TASK TO COMPLETE → Report every line below that contains the word "beak", copying each such line in full. Case counts, so a match must have the same uppercase and lowercase letters.

RECORDS TO PROCESS →
========================

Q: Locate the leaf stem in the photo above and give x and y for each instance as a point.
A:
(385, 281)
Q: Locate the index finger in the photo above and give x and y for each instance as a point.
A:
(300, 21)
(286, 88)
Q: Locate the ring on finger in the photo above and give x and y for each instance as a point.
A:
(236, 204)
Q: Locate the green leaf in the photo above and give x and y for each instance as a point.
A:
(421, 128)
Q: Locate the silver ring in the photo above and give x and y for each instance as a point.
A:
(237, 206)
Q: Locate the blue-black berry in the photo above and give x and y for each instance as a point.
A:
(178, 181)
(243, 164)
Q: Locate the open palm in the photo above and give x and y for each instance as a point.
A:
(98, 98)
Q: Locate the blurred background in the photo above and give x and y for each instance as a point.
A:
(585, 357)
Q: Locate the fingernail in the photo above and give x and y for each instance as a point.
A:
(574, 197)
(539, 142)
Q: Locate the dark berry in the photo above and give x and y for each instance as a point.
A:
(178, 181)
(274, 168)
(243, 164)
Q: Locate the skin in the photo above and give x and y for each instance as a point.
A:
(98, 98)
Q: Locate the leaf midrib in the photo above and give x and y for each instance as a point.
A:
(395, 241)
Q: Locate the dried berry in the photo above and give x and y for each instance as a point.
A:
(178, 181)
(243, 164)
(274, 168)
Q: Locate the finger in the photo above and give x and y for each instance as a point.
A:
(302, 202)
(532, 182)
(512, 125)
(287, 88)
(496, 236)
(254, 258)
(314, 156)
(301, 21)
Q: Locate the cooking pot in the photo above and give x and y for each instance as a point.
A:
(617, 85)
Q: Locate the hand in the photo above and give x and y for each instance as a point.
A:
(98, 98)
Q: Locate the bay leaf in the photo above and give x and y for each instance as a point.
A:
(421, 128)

========================

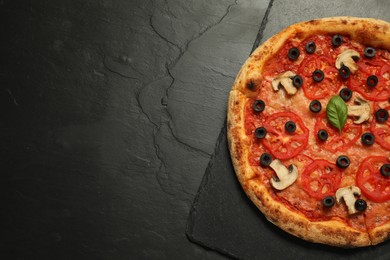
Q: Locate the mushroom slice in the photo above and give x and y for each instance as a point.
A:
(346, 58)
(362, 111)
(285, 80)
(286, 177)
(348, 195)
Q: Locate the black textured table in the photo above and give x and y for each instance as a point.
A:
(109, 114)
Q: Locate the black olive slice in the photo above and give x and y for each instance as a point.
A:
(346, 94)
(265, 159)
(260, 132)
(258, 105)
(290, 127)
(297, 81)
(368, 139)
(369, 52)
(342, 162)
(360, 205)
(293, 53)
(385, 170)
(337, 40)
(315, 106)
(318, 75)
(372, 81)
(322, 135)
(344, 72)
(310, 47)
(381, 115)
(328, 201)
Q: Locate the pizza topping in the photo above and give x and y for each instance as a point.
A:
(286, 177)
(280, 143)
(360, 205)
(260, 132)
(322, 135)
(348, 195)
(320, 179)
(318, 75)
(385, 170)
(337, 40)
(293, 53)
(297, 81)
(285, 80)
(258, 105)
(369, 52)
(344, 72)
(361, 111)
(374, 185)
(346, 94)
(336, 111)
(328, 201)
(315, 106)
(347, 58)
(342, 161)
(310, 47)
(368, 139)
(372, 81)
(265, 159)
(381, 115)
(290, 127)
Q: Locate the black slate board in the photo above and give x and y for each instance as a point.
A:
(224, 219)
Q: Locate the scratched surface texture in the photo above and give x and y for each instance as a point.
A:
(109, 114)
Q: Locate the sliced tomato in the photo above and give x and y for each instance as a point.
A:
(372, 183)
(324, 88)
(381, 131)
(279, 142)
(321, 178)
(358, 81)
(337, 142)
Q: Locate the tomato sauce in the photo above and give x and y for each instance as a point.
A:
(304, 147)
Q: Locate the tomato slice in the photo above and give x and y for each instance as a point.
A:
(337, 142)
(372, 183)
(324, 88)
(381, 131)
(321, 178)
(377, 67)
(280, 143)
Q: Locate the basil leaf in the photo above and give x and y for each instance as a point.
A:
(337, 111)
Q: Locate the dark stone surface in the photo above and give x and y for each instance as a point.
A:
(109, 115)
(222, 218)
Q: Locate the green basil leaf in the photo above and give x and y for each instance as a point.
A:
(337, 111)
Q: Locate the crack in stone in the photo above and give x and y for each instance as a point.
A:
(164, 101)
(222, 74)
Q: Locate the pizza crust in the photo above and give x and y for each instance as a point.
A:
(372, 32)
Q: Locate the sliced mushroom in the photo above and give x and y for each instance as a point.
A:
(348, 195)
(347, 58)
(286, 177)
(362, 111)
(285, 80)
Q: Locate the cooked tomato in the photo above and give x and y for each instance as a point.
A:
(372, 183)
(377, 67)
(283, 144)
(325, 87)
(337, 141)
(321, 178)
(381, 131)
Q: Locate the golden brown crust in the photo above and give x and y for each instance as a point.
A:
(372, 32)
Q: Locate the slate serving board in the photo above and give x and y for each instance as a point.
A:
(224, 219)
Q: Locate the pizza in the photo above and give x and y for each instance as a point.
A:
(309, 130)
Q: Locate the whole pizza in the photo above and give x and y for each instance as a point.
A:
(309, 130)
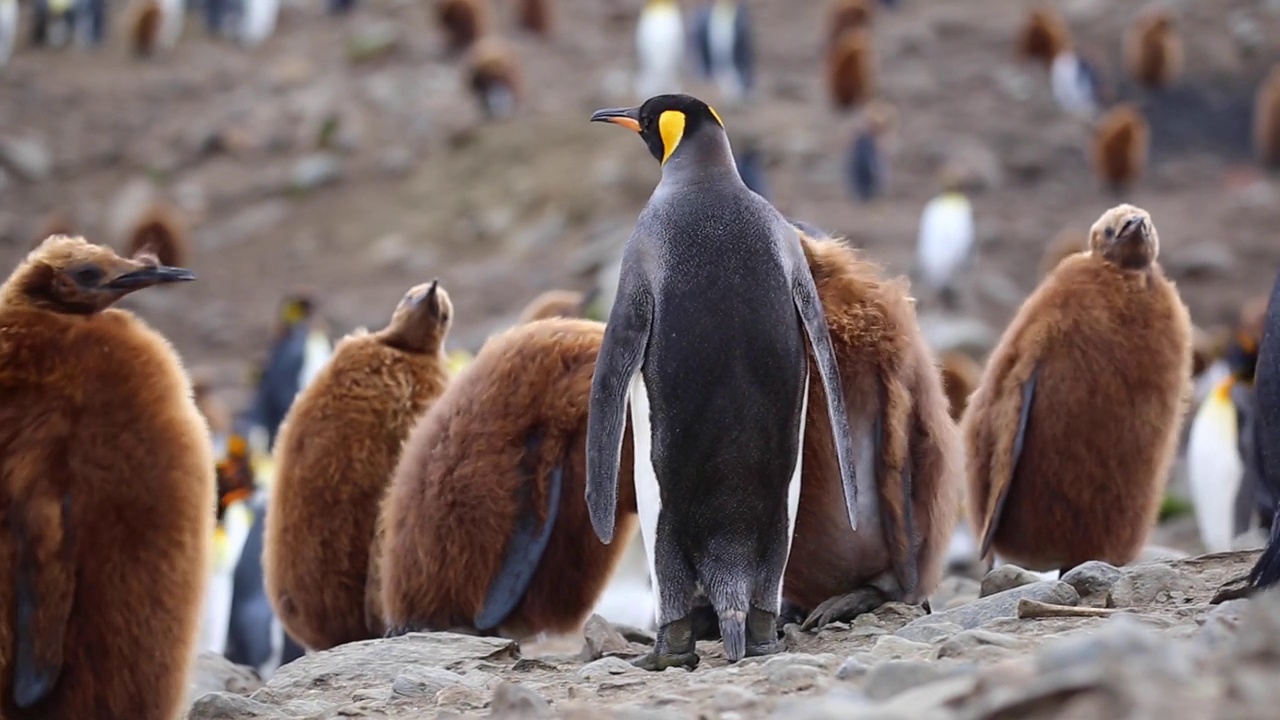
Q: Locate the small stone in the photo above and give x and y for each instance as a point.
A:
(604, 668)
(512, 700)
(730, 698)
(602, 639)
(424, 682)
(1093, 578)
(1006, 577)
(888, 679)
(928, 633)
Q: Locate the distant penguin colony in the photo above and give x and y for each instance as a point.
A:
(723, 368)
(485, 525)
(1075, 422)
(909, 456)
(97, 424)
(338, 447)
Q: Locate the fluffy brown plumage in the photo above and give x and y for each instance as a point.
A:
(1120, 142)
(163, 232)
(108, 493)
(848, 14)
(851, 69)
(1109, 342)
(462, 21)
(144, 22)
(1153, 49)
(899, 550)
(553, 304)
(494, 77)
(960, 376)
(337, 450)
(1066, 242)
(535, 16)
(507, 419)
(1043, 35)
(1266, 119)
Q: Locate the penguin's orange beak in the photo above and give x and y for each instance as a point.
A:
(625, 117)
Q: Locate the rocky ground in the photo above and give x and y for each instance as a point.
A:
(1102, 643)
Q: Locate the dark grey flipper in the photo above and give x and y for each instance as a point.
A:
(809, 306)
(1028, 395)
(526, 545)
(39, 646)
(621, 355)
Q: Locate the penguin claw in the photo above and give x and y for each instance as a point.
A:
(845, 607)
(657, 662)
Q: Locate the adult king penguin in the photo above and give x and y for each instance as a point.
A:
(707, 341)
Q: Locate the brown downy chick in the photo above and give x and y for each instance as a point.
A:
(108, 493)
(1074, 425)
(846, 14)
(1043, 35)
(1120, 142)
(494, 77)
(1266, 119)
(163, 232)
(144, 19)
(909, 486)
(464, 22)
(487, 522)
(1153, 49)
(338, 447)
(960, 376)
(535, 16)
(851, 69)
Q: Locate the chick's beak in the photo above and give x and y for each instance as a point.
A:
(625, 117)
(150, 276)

========================

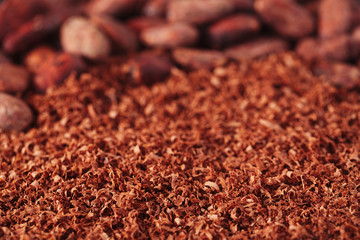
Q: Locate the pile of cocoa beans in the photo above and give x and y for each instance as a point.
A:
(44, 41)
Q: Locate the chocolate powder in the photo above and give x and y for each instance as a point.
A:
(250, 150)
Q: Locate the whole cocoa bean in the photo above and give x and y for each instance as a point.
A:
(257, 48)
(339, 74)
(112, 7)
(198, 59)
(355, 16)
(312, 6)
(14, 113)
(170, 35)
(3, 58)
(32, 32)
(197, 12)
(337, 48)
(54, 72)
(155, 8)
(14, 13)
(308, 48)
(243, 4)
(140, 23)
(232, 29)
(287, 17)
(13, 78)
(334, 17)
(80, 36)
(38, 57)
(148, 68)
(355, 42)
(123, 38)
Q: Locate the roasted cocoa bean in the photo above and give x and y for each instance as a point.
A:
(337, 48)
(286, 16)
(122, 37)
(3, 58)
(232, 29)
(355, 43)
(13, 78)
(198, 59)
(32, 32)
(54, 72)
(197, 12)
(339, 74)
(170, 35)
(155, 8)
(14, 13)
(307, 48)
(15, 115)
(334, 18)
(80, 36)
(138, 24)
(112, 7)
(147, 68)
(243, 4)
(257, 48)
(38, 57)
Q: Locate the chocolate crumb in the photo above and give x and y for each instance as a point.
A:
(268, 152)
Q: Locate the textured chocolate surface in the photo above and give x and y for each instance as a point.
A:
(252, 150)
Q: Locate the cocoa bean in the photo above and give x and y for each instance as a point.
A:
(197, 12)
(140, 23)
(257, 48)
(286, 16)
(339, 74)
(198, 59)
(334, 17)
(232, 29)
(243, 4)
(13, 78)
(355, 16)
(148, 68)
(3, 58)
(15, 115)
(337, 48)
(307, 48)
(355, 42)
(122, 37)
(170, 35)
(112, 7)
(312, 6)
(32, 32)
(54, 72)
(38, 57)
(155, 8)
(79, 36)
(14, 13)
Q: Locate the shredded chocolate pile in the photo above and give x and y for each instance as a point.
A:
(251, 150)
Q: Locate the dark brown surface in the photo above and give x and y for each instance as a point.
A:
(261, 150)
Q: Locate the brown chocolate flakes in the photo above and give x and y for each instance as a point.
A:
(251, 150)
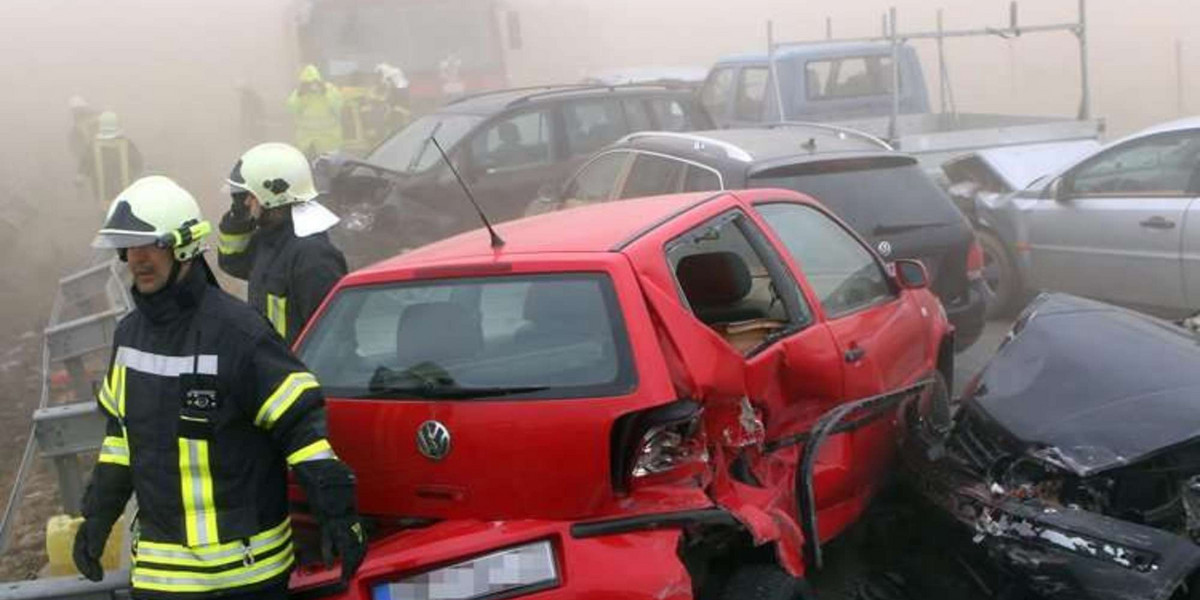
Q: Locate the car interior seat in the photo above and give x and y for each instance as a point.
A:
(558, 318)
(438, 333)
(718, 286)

========================

ANSWER FOR THE TASK →
Q: Locate the penguin's orange beak in the photo above and give x and y for each instance as a point.
Q: Locate the chick's beak in the photo above and give x and y for each instance as a point.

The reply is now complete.